DIRECTION. Rewrite every line of the entries below as one JSON list of strings, one string per line, leaving out blank lines.

DATA FOR THIS EXERCISE.
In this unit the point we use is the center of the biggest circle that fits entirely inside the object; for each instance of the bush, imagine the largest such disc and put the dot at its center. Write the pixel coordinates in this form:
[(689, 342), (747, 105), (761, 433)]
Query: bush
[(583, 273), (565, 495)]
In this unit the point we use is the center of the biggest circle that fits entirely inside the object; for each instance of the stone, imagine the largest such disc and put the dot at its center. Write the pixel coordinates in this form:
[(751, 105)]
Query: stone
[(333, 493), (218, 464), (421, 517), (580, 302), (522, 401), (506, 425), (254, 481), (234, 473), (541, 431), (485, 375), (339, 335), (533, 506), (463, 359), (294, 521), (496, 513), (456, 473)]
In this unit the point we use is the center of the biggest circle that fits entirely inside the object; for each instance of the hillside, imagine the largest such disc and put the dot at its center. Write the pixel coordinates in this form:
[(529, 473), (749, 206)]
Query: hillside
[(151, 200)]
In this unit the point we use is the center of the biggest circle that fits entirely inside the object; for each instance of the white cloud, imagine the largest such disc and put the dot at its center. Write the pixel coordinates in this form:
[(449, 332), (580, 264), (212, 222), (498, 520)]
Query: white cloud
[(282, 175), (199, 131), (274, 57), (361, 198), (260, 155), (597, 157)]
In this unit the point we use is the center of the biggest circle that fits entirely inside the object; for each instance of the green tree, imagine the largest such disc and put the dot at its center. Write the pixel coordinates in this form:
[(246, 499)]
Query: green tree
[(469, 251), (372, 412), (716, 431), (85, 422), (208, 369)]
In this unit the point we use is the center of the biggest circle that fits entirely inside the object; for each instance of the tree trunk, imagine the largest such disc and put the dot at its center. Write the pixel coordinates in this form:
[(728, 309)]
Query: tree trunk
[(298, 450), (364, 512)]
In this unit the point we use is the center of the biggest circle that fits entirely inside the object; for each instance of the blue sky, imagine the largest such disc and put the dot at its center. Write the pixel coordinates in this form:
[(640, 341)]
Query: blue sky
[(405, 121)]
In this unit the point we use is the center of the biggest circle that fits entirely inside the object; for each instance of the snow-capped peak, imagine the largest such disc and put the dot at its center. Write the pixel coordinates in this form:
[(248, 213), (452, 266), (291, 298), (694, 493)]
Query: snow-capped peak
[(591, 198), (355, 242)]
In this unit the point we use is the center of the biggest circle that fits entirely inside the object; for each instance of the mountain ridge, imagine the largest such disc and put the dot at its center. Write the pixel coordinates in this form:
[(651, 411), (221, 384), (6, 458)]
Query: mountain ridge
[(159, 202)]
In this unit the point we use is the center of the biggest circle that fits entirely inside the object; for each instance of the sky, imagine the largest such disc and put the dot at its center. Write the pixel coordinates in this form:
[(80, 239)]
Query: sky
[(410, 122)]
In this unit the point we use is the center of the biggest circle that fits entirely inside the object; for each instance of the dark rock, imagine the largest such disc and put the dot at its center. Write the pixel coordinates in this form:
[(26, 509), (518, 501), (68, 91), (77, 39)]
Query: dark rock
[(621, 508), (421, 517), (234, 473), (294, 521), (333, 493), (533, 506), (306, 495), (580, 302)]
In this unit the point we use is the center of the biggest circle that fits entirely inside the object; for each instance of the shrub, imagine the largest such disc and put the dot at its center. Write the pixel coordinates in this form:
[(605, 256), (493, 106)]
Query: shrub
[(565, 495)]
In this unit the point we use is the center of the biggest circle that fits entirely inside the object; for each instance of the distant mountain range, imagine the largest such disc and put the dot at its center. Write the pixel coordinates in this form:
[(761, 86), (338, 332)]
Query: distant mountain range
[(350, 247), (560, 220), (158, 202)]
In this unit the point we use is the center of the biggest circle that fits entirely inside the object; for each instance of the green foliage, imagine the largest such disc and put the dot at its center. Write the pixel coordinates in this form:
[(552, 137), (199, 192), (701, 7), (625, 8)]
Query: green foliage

FULL SOLUTION.
[
  "In this unit the point we use is the center of the biggest circle that fits entirely inside the object; for each instance of the bush, imagine the largest such disc and put the dot at its center. Write the pixel coordinates in this form:",
  "[(689, 342), (747, 105), (761, 433)]",
  "Query: bush",
  "[(583, 273), (565, 495)]",
  "In this unit the point we use is the center of the biggest circle that fits entirely inside the object; for each instance of the stone, imagine the largest such disc and put the dot at its center. Write the pixel coordinates in this form:",
  "[(751, 105)]",
  "Query: stone",
  "[(333, 493), (218, 464), (421, 517), (580, 302), (522, 401), (506, 425), (254, 481), (234, 473), (541, 431), (485, 375), (339, 335), (533, 506), (463, 359), (294, 521), (496, 513), (456, 473)]",
  "In this unit the point we use is the center of the biggest circle that fits entirely inside the object; for each instance of the hillside, imagine the largest such disc and put the dot at its center. Write the pixel coordinates in this form:",
  "[(529, 473), (749, 206)]",
  "Query: hillside",
  "[(151, 200)]",
  "In this unit the point we use is the center of the biggest circle that fits entirely inside the object; for each instance of the white cloud, imagine the largest such disc and put the dot at its center. Write the pixel coordinates in this form:",
  "[(449, 332), (580, 264), (212, 222), (498, 520)]",
  "Query: white cloud",
  "[(282, 175), (199, 131), (274, 57), (361, 198), (260, 155), (597, 157)]",
  "In this unit the point we use is the center of the biggest circle that fits entirely inside the object; for each instance of the green tree, imagine the largest such disc and put the dot at its center. Write the pixel coordinates in this form:",
  "[(246, 499)]",
  "Query: green tree",
  "[(469, 251), (372, 412), (716, 431), (85, 422), (208, 369)]",
  "In this unit the point we use is the center of the biggest circle that fits entirely inside the object; for each instance of the tree trunk, imagine the largest such disc and put the dot at its center. Write the pixel coordinates in this form:",
  "[(728, 309)]",
  "Query: tree trunk",
  "[(298, 450), (364, 512)]",
  "In this unit the point we use is the center of the biggest circle that fits entirely inside the object; for each instance of the blue sky, imagine the largest such disc and put the dot at its center. Write the pixel coordinates in this form:",
  "[(640, 341)]",
  "Query: blue sky",
  "[(405, 121)]",
  "In this unit the point we use is the center of the biggest circle that fits entirely inside the object; for each instance of the snow-capped peak, imagine the largest such disc and put the dot at its center. Write the pixel coordinates in this form:",
  "[(248, 213), (452, 266), (291, 298), (694, 493)]",
  "Query: snow-capped peak",
  "[(591, 198), (355, 242)]",
  "In this unit the point we use is the center of the biggest circle that fits entirely inside the object; for each instance of the mountain ridge, imagine the largest such disc and put the dot at its center. Write the pixel coordinates in this form:",
  "[(651, 411), (221, 384), (6, 458)]",
  "Query: mountain ridge",
  "[(159, 202)]",
  "In this unit the point we use is the center of the biggest circle that fits entirely inside the object; for each instance of the sky, imagine the largest such disc and put the dot at its center. Write the pixel coordinates in this form:",
  "[(80, 239)]",
  "Query: sky",
  "[(410, 122)]",
  "In this unit the point we use is the center of the biggest circle that fits entirely inside the object; for each instance of the dark rock, imagine the largest such disc and put the dot at its center. Write the pixel coordinates in this form:",
  "[(26, 509), (518, 501), (68, 91), (77, 39)]",
  "Query: dark rock",
  "[(621, 508), (421, 517), (234, 473), (294, 521), (333, 493), (533, 506), (306, 495), (580, 302)]",
  "In this unit the point we use is the center of the biggest circle that fits entirely inside the object; for each instance of the shrub, imagine the largest such disc and put the dot at its center. Write the pixel coordinates in this form:",
  "[(605, 256), (493, 106)]",
  "Query: shrub",
  "[(565, 495)]",
  "In this unit the point we use is the center of the biggest circle that fits entirely inside the object; for each instance of the distant mountain range, imagine the largest such disc and put the dot at its center. Write the pixel coordinates in this form:",
  "[(761, 86), (338, 332)]",
  "Query: distant mountain range",
  "[(350, 247), (560, 220), (158, 202)]",
  "In this unit the point we use is the center of the biggest circle that fits entirely inside the object; for each instance of the green foliage, imagine the largest such disc and put the dot at its center. Write the pixel coordinates in this form:",
  "[(552, 137), (199, 192), (701, 7), (625, 8)]",
  "Query: green foliage"
]